Saved entries:
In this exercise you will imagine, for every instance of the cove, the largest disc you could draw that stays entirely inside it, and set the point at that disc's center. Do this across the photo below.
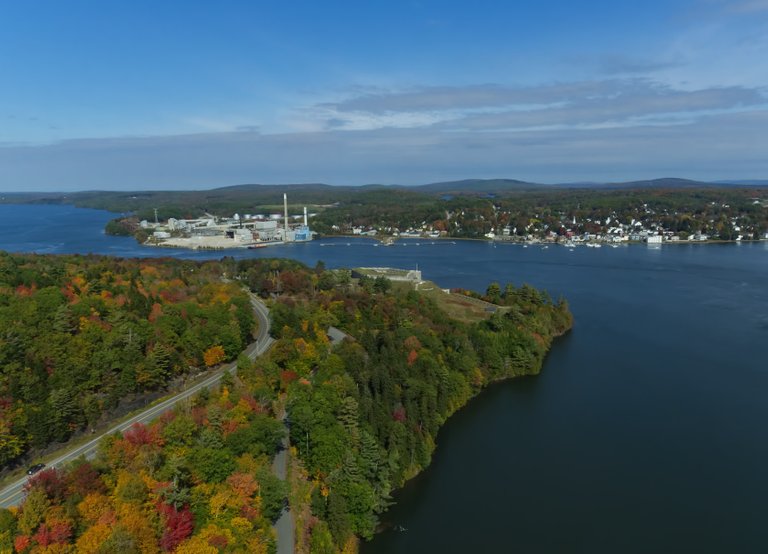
(644, 432)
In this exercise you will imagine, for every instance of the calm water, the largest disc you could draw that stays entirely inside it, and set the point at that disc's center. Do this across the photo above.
(646, 432)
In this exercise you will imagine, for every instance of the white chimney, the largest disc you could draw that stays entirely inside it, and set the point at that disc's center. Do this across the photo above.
(285, 204)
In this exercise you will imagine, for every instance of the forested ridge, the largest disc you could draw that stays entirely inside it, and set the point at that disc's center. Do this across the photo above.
(362, 414)
(80, 333)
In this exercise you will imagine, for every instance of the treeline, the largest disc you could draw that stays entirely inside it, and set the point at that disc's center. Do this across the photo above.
(80, 333)
(198, 480)
(364, 413)
(364, 403)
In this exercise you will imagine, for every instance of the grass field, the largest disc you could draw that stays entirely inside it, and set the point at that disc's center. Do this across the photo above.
(457, 306)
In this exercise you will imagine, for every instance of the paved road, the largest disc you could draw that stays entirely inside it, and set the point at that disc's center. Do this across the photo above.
(13, 494)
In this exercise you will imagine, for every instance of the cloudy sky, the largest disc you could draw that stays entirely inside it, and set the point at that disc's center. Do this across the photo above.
(138, 94)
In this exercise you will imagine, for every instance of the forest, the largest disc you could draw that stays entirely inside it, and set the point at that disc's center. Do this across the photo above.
(362, 414)
(78, 334)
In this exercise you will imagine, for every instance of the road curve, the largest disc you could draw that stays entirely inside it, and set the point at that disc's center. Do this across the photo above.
(13, 494)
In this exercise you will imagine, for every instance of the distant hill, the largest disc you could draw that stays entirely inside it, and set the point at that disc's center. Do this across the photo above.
(663, 183)
(478, 186)
(745, 182)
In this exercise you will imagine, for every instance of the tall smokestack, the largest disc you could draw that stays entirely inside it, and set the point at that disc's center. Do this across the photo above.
(285, 204)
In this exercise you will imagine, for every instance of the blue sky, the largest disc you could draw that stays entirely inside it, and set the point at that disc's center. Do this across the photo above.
(191, 94)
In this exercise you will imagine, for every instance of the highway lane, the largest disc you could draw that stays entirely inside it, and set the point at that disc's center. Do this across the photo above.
(13, 494)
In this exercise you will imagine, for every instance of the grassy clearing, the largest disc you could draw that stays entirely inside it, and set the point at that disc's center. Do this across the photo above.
(457, 306)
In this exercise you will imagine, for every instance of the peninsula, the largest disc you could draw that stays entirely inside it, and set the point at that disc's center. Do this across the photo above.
(366, 366)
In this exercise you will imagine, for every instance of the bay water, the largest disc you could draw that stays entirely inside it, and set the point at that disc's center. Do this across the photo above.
(647, 430)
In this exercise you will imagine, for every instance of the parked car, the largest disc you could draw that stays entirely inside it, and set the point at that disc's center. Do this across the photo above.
(35, 468)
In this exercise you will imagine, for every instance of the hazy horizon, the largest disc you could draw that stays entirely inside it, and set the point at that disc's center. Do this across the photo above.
(171, 96)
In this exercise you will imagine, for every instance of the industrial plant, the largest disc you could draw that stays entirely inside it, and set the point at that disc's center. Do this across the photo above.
(216, 233)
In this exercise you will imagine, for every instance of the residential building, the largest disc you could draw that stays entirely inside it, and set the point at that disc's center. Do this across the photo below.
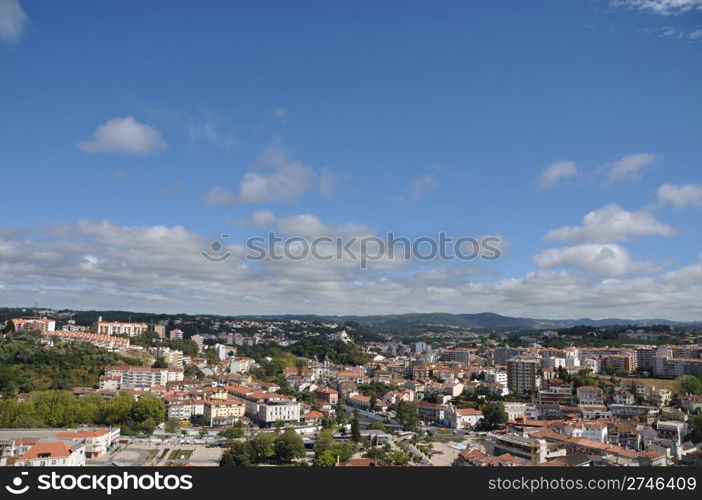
(522, 375)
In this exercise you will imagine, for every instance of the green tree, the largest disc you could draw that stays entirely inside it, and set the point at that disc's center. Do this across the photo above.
(689, 384)
(407, 415)
(172, 426)
(147, 413)
(355, 428)
(262, 446)
(397, 458)
(55, 408)
(494, 415)
(340, 411)
(289, 445)
(90, 408)
(239, 454)
(377, 426)
(160, 363)
(118, 409)
(234, 432)
(328, 452)
(326, 459)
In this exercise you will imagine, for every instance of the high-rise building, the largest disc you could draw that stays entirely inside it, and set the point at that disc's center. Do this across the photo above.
(522, 375)
(160, 330)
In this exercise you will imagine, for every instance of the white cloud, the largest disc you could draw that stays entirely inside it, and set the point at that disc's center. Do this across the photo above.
(680, 196)
(281, 114)
(103, 265)
(557, 171)
(327, 183)
(628, 167)
(209, 130)
(660, 7)
(670, 32)
(418, 187)
(422, 185)
(124, 135)
(609, 259)
(612, 223)
(280, 181)
(13, 21)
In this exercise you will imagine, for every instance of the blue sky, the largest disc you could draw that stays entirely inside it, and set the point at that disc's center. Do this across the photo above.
(133, 133)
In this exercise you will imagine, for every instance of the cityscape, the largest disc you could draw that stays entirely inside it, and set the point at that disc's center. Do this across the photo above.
(209, 390)
(352, 237)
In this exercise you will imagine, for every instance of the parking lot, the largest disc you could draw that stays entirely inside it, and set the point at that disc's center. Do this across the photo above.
(167, 452)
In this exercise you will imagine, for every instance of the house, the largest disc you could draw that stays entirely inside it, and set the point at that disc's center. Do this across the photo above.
(461, 418)
(51, 454)
(589, 395)
(327, 394)
(313, 417)
(97, 441)
(360, 401)
(223, 411)
(431, 413)
(476, 458)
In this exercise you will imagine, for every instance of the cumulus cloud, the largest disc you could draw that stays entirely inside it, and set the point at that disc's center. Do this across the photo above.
(280, 180)
(327, 182)
(628, 168)
(418, 188)
(209, 130)
(281, 114)
(612, 223)
(608, 259)
(660, 7)
(680, 196)
(158, 268)
(101, 265)
(671, 32)
(555, 172)
(13, 21)
(124, 135)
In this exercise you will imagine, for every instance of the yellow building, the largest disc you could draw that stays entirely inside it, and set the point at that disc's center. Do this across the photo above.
(223, 412)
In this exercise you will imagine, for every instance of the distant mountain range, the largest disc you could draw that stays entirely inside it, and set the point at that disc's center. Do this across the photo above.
(411, 321)
(486, 320)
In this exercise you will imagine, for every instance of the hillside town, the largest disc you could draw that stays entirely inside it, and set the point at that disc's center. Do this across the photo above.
(212, 391)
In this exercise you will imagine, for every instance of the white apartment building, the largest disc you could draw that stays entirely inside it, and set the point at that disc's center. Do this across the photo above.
(52, 454)
(136, 377)
(186, 409)
(171, 356)
(41, 324)
(590, 395)
(276, 411)
(119, 328)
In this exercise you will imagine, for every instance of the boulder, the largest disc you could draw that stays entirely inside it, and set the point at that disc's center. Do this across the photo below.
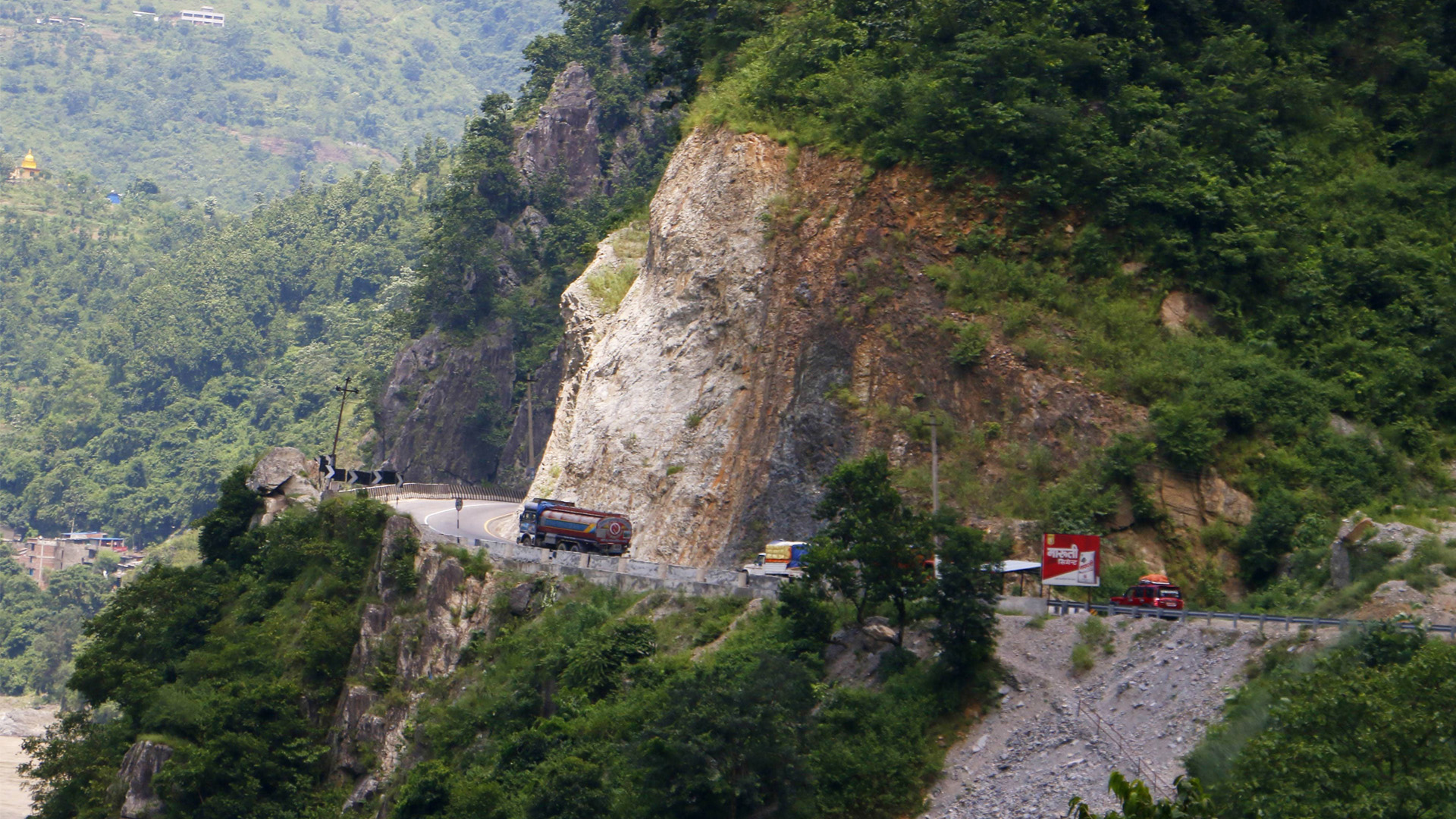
(520, 599)
(275, 468)
(1222, 500)
(1357, 532)
(881, 632)
(142, 763)
(1180, 309)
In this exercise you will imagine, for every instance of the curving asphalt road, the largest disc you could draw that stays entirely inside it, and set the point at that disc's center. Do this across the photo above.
(485, 519)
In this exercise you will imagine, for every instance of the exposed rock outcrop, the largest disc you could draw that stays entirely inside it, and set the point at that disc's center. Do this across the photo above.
(775, 312)
(1183, 311)
(142, 763)
(438, 401)
(1359, 532)
(1197, 502)
(395, 651)
(443, 401)
(563, 145)
(283, 475)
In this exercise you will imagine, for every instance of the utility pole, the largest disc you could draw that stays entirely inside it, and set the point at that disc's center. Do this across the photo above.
(935, 465)
(344, 395)
(530, 428)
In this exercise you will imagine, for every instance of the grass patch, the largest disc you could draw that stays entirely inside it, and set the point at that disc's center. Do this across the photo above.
(610, 286)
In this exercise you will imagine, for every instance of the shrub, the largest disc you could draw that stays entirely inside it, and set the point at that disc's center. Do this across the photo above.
(1185, 439)
(970, 346)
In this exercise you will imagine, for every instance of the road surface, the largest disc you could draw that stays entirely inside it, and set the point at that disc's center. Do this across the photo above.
(479, 519)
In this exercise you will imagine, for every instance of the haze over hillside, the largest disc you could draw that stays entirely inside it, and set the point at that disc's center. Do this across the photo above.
(229, 112)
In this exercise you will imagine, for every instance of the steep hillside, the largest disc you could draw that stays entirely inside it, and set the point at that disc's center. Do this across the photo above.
(331, 662)
(523, 215)
(781, 321)
(150, 347)
(283, 89)
(1150, 271)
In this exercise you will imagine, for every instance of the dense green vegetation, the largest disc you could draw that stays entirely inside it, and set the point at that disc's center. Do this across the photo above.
(284, 88)
(147, 349)
(1291, 164)
(1360, 730)
(460, 286)
(601, 707)
(237, 670)
(588, 703)
(38, 630)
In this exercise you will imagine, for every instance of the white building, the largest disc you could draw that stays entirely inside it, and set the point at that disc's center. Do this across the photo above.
(206, 18)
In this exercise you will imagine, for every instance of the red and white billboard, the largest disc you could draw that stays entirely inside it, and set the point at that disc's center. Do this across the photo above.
(1072, 560)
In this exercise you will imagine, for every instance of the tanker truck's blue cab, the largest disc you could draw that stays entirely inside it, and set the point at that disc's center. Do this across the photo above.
(532, 513)
(781, 558)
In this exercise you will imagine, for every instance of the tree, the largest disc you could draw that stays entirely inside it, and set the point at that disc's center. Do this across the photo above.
(727, 741)
(965, 595)
(223, 528)
(874, 547)
(1366, 733)
(1138, 802)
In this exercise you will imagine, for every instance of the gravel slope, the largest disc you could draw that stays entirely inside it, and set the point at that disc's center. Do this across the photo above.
(1055, 736)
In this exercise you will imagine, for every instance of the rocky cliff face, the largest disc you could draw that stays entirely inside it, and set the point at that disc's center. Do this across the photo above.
(406, 637)
(438, 400)
(443, 398)
(563, 145)
(780, 311)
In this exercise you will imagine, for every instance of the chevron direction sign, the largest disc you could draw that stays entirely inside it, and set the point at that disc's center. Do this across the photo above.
(376, 479)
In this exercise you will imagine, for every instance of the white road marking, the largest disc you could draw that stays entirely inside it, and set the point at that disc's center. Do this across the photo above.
(511, 515)
(452, 509)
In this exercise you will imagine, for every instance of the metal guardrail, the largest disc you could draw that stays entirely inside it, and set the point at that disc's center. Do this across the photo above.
(1110, 733)
(1238, 618)
(441, 491)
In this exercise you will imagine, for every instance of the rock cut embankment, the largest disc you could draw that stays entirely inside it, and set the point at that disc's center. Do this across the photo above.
(780, 316)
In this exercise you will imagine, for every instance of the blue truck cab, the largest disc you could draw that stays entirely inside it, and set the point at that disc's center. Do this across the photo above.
(530, 513)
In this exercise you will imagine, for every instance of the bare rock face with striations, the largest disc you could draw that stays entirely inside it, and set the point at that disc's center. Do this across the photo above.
(438, 400)
(780, 309)
(398, 648)
(564, 140)
(142, 763)
(441, 397)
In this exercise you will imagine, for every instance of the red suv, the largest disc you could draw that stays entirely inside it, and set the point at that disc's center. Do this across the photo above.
(1155, 595)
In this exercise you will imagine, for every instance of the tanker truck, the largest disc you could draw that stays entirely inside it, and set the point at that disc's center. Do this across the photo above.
(563, 525)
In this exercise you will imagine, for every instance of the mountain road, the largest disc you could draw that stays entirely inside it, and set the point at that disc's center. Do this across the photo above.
(484, 519)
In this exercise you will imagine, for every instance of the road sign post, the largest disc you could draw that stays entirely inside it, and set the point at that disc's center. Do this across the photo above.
(1072, 560)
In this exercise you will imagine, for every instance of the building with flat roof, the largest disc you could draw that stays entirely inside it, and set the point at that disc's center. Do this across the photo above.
(204, 18)
(41, 557)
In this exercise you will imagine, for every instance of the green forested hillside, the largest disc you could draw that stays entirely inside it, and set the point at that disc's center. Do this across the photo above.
(149, 349)
(584, 703)
(1291, 164)
(283, 88)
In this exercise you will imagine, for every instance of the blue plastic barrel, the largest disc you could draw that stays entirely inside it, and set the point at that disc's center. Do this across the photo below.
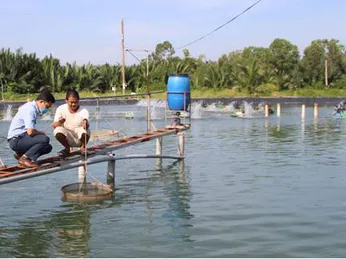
(178, 92)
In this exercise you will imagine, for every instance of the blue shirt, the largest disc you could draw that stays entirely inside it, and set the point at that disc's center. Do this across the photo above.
(24, 119)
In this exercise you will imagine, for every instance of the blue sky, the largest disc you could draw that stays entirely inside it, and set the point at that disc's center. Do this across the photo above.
(89, 30)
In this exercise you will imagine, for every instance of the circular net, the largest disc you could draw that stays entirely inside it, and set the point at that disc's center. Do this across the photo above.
(86, 192)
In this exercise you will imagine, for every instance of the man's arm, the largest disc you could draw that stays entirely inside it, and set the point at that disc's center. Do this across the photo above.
(58, 118)
(33, 132)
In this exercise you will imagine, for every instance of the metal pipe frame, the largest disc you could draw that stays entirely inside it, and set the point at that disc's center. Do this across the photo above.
(93, 160)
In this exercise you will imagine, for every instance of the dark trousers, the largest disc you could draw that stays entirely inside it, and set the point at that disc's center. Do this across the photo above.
(32, 146)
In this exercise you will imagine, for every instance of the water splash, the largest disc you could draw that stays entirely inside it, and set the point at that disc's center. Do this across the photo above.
(46, 117)
(196, 110)
(8, 113)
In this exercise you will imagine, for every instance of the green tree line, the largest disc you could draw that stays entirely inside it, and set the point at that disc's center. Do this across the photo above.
(253, 70)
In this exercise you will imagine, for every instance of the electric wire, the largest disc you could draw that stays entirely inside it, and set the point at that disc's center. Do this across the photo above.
(218, 28)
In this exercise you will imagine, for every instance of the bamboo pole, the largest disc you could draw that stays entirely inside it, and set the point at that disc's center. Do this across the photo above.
(326, 72)
(266, 110)
(303, 111)
(315, 110)
(278, 110)
(123, 56)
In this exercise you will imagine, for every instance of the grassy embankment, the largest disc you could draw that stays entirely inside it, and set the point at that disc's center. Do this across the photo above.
(206, 93)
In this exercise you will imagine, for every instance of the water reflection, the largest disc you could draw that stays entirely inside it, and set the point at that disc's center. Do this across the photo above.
(61, 234)
(67, 232)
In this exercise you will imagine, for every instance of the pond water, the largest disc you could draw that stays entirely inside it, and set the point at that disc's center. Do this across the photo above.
(249, 187)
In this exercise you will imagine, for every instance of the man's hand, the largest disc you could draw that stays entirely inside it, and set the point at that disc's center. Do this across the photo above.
(85, 124)
(58, 123)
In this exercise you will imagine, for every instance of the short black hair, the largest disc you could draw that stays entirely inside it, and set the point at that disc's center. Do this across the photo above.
(72, 92)
(46, 96)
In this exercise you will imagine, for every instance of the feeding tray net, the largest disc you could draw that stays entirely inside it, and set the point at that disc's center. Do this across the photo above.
(84, 192)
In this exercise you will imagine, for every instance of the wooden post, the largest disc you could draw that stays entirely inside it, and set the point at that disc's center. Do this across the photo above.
(159, 153)
(181, 144)
(81, 173)
(326, 72)
(303, 111)
(266, 110)
(123, 56)
(111, 173)
(315, 110)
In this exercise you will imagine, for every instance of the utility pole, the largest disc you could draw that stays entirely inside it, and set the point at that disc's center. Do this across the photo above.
(123, 56)
(326, 72)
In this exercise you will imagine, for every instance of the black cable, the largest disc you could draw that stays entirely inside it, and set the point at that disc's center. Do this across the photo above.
(218, 28)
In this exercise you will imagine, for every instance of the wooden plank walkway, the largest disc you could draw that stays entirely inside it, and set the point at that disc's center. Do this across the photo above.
(101, 149)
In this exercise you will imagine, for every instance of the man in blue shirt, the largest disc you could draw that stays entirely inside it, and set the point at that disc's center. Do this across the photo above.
(23, 137)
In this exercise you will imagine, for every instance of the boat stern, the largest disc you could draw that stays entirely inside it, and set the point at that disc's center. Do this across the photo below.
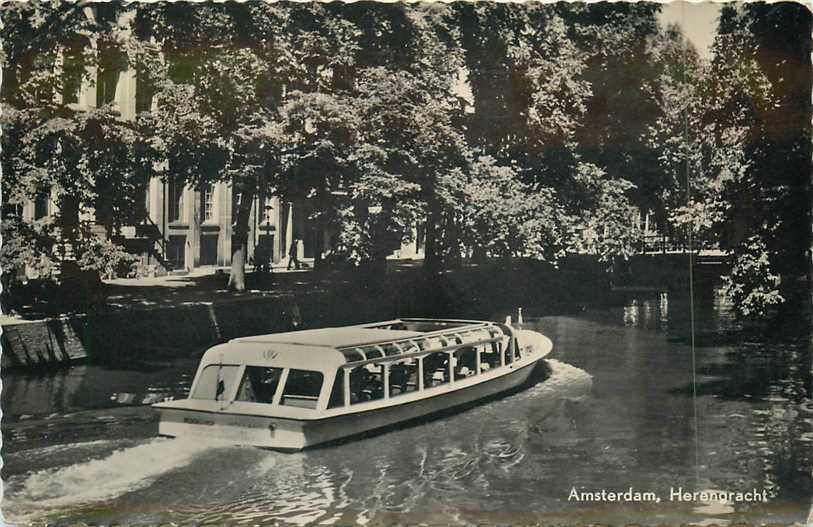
(533, 344)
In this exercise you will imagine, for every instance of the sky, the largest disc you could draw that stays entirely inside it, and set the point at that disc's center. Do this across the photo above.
(697, 20)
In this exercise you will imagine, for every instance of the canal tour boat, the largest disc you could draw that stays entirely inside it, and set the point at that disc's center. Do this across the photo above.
(289, 391)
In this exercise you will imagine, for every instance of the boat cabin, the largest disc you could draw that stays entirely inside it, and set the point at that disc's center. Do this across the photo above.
(335, 369)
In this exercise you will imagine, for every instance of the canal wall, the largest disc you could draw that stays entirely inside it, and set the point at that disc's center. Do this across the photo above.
(161, 333)
(185, 330)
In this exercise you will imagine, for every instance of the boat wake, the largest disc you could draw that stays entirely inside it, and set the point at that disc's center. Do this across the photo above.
(44, 492)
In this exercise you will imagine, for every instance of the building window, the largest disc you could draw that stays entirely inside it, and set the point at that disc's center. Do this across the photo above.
(175, 197)
(208, 249)
(106, 82)
(235, 205)
(41, 205)
(208, 204)
(73, 68)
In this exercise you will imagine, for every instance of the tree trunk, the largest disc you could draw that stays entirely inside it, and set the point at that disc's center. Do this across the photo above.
(432, 259)
(239, 242)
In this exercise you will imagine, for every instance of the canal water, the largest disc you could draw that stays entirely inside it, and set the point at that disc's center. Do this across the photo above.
(616, 406)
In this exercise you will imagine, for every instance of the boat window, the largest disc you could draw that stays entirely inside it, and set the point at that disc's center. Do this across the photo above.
(489, 356)
(390, 349)
(337, 393)
(465, 362)
(373, 352)
(507, 350)
(435, 369)
(366, 383)
(403, 377)
(259, 384)
(215, 382)
(302, 388)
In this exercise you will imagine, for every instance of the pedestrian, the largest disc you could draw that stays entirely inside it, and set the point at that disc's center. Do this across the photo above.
(293, 252)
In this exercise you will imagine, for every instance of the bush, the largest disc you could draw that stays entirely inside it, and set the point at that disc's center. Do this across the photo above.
(106, 258)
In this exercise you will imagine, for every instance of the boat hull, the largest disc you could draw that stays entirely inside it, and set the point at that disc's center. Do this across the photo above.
(294, 434)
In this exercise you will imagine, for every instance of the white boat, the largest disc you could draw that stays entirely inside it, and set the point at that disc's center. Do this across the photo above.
(289, 391)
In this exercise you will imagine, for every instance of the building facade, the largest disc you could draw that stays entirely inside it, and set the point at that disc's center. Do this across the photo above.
(186, 228)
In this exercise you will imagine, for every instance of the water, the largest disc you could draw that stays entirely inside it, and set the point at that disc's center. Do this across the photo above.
(611, 409)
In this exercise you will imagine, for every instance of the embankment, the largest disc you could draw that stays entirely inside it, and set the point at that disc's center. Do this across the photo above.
(185, 330)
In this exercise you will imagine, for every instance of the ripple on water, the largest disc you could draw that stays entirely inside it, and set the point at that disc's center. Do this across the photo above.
(30, 496)
(450, 460)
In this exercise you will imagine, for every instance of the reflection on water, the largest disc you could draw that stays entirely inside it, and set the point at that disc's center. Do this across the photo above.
(611, 409)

Work request:
Beginning with the line that contains "of the reflection", repeat every line through the end of the records and nothing more.

Solution to the exercise:
In this exercise you will imagine, for every instance of the reflection on water, the largest disc you could draw that stays entirely inside it, and set the point at that disc's center. Do this across the photo above.
(611, 409)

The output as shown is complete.